===== QUOTED PASSAGE

I dunno, maybe activities of the vaguely-good-on-paper character will prove useful as well? But I mostly expect the good stuff to come from people working on stuff where a part of them sees some way that everybody else is just totally dropping the ball.
In the version of this mental motion I’m proposing here, you keep your eye out for ways that everyone’s being totally inept and incompetent, ways that maybe you could just do the job correctly if you reached in there and mucked around yourself.
That’s where I predict the good stuff will come from.
And if you don’t see any such ways?
Then don’t sweat it. Maybe you just can’t see something that will help right now. There don’t have to be ways you can help in a sizable way right now.
I don’t see ways to really help in a sizable way right now. I’m keeping my eyes open, and I’m churning through a giant backlog of things that might help a nonzero amount—but I think it’s important not to confuse this with taking meaningful bites out of a core problem the world is facing, and I won’t pretend to be doing the latter when I don’t see how to.
Like, keep your eye out. For sure, keep your eye out. But if nothing in the field is calling to you, and you have no part of you that says you could totally do better if you deconfused yourself some more and then handled things yourself, then it’s totally respectable to do something else with your hours.
If you don’t have an active sense that you could put out some visibly-raging fires yourself (maybe after skilling up a bunch, which you also have an active sense you could do), then I recommend stuff like cultivating your ability to get excited about things, and doing other cool stuff.
Sure, most stuff is lower-impact than saving the world from destruction. But if you can be enthusiastic about all the other cool ways to make the world better off around you, then I’m much more optimistic that you’ll be able to feel properly motivated to combat existential risk if and when an opportunity to do so arises. Because that opportunity, if you get one, probably isn’t going to suddenly unlock every lock on the box your heart hides your enthusiasm in, if your heart is hiding your enthusiasm.

==========

Carry on the passage about motivation and spotting ways to help with existential risk, picking up after its final sentence.

===== MATERIAL PROVIDED

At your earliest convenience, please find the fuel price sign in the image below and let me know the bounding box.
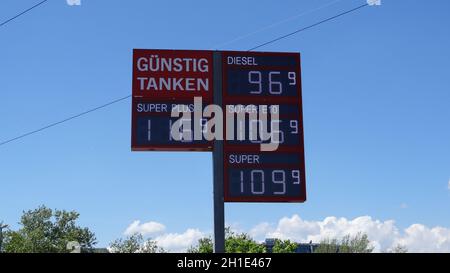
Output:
[222,51,306,202]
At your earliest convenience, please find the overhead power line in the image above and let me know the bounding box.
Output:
[0,0,368,146]
[0,0,48,27]
[248,4,369,51]
[0,95,131,146]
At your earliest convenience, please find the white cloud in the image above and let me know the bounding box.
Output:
[154,228,206,252]
[121,214,450,252]
[124,220,166,236]
[250,214,450,252]
[66,0,81,6]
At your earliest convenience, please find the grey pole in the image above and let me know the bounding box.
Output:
[0,222,8,253]
[213,51,225,253]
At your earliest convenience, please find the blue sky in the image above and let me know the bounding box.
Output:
[0,0,450,251]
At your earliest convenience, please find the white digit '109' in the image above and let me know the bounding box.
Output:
[240,170,300,195]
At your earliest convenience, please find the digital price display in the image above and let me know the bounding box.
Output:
[222,51,306,202]
[133,100,212,151]
[131,49,214,151]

==========

RESULT:
See also Rob Wiblin’s “Don’t pursue a career for impact — think about the world’s most important, tractable and neglected problems and follow your passion.”
Or the Alignment Research Field Guide’s advice to “optimize for your own understanding” and chase the things that feel alive and puzzling to you, as opposed to dutifully memorizing other people’s questions and ideas. “[D]on’t ask “What are the open questions in this field?” Ask: “What are my questions in this field?””
I basically don’t think that big changes come from people who aren’t pursuing a vision that some part of them “believes in”, and I don’t think low-risk, low-reward, modest, incremental help can save us from here.
To be clear, when I say “believe in”, I don’t mean that you necessarily assign high probability to success! Nor do I mean that you’re willing to keep trying in the face of difficulties and uncertainties (though that sure is useful too).
English doesn’t have great words for me to describe what I mean here, but it’s something like: your visualization machinery says that it sees no obstacle to success, such that you anticipate either success or getting a very concrete lesson.
The possibility seems open to you, at a glance; and while you may suspect that there’s some hidden reason that the possibility is not truly open, you have an opportunity here to test whether that’s so, and to potentially learn why this promising-looking idea fails.
(Or maybe it will just work. It’s been known to happen, in many a scenario where external signs and portents would have predicted failure.)